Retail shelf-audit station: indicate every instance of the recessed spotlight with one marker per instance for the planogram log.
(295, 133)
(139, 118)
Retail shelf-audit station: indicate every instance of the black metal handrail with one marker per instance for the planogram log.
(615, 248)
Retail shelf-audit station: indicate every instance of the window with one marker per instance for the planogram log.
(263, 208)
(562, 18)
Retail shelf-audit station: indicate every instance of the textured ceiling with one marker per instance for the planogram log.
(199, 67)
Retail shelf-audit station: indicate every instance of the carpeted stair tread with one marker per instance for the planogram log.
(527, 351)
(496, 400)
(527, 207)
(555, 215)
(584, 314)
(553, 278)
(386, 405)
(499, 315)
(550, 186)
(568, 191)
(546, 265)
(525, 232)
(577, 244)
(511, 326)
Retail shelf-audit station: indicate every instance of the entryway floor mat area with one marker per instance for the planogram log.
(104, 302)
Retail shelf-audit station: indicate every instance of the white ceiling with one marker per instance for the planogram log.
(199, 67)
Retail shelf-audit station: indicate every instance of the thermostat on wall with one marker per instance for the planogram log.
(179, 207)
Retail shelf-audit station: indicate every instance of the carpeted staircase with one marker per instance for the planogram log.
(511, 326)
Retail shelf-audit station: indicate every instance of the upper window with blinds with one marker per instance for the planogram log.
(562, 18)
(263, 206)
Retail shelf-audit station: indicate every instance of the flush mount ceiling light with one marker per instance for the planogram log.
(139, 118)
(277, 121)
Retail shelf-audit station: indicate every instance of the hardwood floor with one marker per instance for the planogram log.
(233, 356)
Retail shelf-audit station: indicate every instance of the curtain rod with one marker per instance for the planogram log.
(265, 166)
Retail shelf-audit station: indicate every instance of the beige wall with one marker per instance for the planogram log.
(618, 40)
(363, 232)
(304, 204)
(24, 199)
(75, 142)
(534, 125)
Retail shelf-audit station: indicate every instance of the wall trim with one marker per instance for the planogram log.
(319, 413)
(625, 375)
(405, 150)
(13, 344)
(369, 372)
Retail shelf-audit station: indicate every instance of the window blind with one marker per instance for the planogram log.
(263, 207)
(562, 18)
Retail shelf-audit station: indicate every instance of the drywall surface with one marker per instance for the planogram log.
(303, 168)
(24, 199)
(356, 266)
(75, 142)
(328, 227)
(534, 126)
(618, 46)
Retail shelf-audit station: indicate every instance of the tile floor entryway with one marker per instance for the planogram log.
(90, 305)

══════

• **Problem to solve**:
Starting with the line that contains "of the hardwood", print each line through the last one in the listing. Include both end lines and add nothing.

• **Complete output**:
Retail shelf-audit station: indicate every instance of the hardwood floor with one marker per instance for the planogram log.
(233, 356)
Retail shelf-audit station: indicate every instance of the curtain rod with one marker per instance for the planogram log.
(265, 166)
Retail shelf-audit station: indicate every instance of the beige wall with one marker per instance for the planogram log.
(618, 40)
(363, 232)
(304, 204)
(24, 199)
(75, 142)
(534, 125)
Retail shelf-audit station: indicate every instance of the wall trim with one marker per instance for the planogram log.
(319, 413)
(625, 375)
(405, 150)
(13, 344)
(369, 372)
Retail shelf-audit station: indicate every instance of the window blind with one marker per instance for the planogram log.
(263, 207)
(562, 18)
Retail shelf-audit station: indicate every instance of the drywall surface with one marker per instance for the planogram log.
(303, 168)
(24, 199)
(356, 266)
(75, 142)
(328, 227)
(534, 126)
(618, 46)
Retail shelf-audit station: indicate every instance of the tile floor entryway with one marker per instance for the planogram log.
(90, 305)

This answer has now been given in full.